### Records provided
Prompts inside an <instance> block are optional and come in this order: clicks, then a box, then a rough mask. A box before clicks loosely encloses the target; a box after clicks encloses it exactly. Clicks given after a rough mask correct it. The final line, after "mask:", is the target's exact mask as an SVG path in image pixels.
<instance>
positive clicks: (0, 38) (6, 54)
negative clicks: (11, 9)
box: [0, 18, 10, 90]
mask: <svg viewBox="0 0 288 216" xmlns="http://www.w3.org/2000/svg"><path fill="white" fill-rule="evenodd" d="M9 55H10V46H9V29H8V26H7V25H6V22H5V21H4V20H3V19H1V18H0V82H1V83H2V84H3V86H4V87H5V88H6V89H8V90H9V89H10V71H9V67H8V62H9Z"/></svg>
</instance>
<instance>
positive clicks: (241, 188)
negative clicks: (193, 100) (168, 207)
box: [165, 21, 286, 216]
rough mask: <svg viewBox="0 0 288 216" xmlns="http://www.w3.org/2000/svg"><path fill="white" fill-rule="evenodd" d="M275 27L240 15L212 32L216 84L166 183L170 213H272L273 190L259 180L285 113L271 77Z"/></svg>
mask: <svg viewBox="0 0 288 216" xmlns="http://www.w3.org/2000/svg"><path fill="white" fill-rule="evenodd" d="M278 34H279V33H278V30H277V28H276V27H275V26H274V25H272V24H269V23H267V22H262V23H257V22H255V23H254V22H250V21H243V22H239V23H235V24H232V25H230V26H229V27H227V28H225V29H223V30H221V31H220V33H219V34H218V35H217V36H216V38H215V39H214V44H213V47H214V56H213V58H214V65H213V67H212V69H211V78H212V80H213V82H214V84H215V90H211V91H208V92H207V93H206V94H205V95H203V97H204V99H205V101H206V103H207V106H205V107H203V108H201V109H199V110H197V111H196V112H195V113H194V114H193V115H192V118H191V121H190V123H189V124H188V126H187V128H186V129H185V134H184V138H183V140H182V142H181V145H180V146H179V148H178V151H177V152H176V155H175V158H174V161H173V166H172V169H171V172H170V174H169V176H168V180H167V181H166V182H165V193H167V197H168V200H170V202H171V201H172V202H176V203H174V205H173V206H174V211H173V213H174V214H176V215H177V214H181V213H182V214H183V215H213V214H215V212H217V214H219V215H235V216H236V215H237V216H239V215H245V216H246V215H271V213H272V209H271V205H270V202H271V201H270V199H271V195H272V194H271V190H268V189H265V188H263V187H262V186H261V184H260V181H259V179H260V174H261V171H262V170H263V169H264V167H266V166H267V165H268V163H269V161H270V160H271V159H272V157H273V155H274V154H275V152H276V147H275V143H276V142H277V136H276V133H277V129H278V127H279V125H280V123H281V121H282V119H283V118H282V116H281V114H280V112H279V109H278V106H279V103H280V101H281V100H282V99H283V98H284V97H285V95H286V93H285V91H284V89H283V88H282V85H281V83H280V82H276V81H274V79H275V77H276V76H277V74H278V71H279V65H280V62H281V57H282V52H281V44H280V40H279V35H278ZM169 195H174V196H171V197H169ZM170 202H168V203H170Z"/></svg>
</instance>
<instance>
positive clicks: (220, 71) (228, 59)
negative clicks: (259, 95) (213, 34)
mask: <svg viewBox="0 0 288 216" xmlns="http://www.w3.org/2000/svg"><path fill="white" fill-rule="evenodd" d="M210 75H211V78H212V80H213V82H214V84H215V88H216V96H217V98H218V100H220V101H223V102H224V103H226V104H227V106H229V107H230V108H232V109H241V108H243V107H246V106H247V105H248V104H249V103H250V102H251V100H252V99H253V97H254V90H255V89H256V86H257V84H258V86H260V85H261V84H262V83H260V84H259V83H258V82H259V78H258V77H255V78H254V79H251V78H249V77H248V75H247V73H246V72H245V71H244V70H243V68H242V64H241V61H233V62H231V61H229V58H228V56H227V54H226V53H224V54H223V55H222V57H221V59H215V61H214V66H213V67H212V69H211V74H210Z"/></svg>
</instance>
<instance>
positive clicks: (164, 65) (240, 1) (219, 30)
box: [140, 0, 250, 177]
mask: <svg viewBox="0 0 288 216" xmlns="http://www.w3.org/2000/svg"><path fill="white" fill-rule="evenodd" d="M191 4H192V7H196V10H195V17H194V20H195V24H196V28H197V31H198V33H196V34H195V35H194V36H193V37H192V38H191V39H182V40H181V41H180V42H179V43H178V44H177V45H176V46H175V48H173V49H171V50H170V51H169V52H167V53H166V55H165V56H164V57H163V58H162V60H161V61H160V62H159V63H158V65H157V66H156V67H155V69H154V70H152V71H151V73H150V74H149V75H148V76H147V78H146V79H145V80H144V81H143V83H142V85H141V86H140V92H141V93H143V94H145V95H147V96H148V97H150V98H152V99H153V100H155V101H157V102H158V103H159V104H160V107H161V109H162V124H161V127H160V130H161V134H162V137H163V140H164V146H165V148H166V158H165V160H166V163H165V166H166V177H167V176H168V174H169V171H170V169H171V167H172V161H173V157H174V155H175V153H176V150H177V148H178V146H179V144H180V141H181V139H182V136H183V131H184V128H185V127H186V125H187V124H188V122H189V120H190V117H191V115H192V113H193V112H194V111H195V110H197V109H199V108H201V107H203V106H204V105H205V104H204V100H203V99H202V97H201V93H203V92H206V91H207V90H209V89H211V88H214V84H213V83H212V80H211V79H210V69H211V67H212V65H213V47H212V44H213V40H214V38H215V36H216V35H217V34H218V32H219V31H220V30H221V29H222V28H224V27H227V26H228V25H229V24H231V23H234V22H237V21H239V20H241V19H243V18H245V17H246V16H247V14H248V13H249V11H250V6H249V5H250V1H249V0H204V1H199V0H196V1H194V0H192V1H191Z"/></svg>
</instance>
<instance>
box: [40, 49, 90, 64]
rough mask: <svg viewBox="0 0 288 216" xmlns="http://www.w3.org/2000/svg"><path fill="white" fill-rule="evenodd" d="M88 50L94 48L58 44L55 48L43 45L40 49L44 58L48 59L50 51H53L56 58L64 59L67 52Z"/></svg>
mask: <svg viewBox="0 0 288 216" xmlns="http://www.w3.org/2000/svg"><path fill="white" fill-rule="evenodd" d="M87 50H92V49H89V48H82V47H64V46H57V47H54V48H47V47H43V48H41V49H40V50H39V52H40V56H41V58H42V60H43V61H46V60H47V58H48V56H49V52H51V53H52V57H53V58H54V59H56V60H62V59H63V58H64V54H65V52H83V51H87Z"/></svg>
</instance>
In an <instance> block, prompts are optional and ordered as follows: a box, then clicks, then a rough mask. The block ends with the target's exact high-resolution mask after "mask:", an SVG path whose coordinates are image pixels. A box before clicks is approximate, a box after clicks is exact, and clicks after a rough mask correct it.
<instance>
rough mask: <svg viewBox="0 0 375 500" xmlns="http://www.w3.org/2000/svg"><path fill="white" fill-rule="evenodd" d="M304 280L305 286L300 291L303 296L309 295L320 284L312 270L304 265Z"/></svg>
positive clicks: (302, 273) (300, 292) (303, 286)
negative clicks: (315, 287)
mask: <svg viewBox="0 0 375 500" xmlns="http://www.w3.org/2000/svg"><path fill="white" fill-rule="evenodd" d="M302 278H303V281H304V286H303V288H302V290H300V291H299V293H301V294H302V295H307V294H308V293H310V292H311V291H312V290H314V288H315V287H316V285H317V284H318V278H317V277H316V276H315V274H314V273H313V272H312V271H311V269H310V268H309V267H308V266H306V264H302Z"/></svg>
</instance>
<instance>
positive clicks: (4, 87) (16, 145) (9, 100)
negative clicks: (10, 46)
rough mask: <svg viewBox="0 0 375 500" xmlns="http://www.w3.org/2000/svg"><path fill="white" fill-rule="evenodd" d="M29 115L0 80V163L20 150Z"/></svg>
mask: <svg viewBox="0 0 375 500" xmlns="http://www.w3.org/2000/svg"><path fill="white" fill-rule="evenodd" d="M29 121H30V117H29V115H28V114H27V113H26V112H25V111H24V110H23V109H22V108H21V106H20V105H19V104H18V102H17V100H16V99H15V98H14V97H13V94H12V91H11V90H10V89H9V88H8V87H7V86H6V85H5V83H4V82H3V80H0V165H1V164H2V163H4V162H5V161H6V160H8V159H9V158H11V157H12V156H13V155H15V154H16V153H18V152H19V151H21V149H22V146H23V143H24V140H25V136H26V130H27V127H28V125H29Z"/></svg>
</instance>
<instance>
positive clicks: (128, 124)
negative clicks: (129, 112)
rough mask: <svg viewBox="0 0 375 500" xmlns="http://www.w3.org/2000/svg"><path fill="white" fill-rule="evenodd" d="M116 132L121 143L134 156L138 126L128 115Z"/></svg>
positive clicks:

### Work to complete
Nothing but the lines from the start of the data above through the line with "negative clicks: (11, 9)" should appear in your answer, copied exactly.

### Your response
Prompts inside an <instance> block are optional and come in this order: clicks, then a box, then a rough mask. A box before clicks loosely encloses the target; a box after clicks encloses it exactly. Clicks given after a rough mask correct it. The final line, after "mask:", is the target's exact mask as an SVG path in image pixels.
<instance>
positive clicks: (0, 38) (6, 54)
negative clicks: (11, 9)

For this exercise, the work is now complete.